##### Given data #####
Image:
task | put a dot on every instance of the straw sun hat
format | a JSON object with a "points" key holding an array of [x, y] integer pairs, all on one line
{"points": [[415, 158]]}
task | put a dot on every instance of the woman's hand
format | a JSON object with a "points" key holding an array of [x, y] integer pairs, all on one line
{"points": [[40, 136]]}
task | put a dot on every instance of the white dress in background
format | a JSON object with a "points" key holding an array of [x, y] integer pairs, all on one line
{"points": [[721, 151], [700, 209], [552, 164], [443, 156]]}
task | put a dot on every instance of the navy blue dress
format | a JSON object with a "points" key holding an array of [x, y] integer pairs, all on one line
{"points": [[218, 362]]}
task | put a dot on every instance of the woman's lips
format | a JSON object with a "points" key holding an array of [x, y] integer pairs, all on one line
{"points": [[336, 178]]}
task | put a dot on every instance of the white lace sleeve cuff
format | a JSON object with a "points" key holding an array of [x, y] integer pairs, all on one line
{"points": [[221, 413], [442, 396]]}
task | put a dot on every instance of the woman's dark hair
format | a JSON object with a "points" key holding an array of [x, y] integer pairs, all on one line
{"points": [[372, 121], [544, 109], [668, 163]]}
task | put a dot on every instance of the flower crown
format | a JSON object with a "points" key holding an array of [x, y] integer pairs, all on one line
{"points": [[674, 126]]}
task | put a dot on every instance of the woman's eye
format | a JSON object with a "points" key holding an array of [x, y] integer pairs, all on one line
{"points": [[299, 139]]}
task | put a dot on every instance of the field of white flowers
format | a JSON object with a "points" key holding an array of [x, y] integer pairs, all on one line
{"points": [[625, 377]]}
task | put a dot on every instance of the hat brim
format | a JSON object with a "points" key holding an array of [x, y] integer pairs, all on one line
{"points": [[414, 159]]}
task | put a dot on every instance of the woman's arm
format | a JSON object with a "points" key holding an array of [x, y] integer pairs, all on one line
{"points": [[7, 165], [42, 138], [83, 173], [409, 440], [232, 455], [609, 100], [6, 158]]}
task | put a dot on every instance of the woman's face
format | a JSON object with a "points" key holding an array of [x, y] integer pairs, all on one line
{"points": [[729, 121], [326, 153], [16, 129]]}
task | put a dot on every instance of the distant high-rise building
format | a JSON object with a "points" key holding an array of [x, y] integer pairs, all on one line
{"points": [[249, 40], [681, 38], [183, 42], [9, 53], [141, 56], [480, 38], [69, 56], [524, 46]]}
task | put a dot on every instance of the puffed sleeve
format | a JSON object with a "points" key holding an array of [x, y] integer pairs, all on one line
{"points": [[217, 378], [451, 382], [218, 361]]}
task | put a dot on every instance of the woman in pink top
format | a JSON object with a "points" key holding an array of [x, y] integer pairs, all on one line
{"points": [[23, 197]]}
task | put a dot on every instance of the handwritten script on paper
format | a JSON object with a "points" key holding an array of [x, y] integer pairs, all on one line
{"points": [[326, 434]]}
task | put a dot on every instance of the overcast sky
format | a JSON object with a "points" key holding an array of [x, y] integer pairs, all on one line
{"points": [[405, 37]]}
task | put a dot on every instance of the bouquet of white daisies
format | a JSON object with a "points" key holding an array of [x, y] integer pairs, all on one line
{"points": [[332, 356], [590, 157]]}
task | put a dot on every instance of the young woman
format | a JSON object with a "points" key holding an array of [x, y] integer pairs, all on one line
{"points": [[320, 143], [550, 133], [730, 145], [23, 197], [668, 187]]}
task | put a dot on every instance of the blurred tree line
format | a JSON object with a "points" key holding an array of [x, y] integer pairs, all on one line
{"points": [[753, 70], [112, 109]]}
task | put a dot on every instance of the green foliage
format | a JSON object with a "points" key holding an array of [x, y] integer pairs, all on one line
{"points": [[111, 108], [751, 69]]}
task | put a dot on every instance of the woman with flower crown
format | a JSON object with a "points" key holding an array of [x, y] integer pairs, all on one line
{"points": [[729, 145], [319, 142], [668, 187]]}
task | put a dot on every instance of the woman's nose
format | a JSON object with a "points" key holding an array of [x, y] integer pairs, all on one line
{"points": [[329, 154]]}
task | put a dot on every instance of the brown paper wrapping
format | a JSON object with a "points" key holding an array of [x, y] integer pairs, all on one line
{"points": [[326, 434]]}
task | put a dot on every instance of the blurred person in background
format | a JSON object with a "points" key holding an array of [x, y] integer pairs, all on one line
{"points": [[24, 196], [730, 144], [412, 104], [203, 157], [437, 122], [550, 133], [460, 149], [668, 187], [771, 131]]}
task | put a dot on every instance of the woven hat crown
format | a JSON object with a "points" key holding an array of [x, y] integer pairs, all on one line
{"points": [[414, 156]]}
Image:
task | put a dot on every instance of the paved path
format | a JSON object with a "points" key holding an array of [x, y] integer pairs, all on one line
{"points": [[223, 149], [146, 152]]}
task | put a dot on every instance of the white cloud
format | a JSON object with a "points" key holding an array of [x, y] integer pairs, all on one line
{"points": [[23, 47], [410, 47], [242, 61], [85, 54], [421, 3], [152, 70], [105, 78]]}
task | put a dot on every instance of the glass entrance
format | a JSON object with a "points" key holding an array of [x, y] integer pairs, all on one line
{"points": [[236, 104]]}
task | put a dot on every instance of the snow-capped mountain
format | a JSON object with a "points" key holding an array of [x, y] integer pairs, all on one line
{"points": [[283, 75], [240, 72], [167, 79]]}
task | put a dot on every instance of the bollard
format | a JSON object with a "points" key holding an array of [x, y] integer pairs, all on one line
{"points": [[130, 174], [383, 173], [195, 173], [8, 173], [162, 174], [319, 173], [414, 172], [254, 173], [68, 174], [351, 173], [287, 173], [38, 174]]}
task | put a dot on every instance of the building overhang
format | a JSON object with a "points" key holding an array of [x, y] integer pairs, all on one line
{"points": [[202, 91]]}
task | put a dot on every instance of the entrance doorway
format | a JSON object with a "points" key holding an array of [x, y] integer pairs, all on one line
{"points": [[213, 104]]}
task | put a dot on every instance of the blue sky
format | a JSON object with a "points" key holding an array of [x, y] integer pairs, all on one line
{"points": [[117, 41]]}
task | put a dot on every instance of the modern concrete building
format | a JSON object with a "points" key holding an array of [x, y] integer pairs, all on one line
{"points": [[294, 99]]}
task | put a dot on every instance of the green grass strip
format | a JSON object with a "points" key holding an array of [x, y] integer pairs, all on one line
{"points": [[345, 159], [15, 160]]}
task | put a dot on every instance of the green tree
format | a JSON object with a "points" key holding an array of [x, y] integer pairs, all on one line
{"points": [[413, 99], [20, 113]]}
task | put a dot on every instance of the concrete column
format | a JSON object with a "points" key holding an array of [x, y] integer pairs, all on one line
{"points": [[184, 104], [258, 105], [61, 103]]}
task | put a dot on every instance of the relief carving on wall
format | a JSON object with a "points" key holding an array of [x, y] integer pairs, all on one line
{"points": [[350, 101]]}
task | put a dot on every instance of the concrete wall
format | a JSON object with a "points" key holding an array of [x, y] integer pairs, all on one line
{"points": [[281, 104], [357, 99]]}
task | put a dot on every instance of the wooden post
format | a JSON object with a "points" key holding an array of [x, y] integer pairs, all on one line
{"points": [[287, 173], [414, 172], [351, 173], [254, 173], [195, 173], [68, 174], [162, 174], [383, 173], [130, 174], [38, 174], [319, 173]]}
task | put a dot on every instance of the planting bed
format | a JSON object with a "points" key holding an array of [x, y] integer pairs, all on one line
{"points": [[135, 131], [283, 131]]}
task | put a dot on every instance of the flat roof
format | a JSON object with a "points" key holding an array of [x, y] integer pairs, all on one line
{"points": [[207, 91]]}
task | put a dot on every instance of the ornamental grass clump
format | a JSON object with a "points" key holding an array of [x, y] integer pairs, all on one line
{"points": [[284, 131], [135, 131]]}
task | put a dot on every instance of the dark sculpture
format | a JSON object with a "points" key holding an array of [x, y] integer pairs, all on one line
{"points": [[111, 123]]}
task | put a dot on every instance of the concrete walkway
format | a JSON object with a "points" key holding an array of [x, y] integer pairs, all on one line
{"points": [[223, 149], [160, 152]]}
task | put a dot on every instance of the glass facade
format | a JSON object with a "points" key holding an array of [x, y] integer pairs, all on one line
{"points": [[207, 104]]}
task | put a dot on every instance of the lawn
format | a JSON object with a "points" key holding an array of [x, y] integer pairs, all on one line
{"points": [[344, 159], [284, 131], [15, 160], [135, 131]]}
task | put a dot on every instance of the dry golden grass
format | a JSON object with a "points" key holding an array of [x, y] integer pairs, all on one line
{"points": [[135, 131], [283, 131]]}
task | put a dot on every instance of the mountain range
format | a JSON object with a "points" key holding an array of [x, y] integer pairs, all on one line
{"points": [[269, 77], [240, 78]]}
#####
### Set problem
For this exercise, please retype exactly the lines in the listing from the line with "task | put a dot on every instance of the dark" through its last line, both ends included.

### Exercise response
task | put a dot on every instance of the dark sculpture
format | a JSON object with a "points" key holding an array of [x, y] integer pairs, all on one line
{"points": [[111, 123]]}
task | put a dot on every instance of the concrete walkway
format | a JSON object with a "points" key holding an array of [x, y] integer pairs, all on one line
{"points": [[223, 149], [160, 152]]}
task | put a dot on every instance of the glass facade
format | a JSON object with a "points" key holding an array of [x, y] integer pairs, all on one line
{"points": [[207, 104]]}
task | put a dot on every instance of the lawn
format | a JSON object with a "points" key holding an array of [x, y] integer pairs, all on one line
{"points": [[344, 159], [284, 131], [15, 160], [135, 131]]}
task | put a dot on every instance of the dry golden grass
format | a JSON object with a "points" key holding an array of [x, y] integer pairs, all on one line
{"points": [[135, 131], [283, 131]]}
task | put a dot on every instance of the mountain range
format | a JSON object with a "points" key holding an array of [x, y] integer pairs, all on one line
{"points": [[269, 77], [240, 78]]}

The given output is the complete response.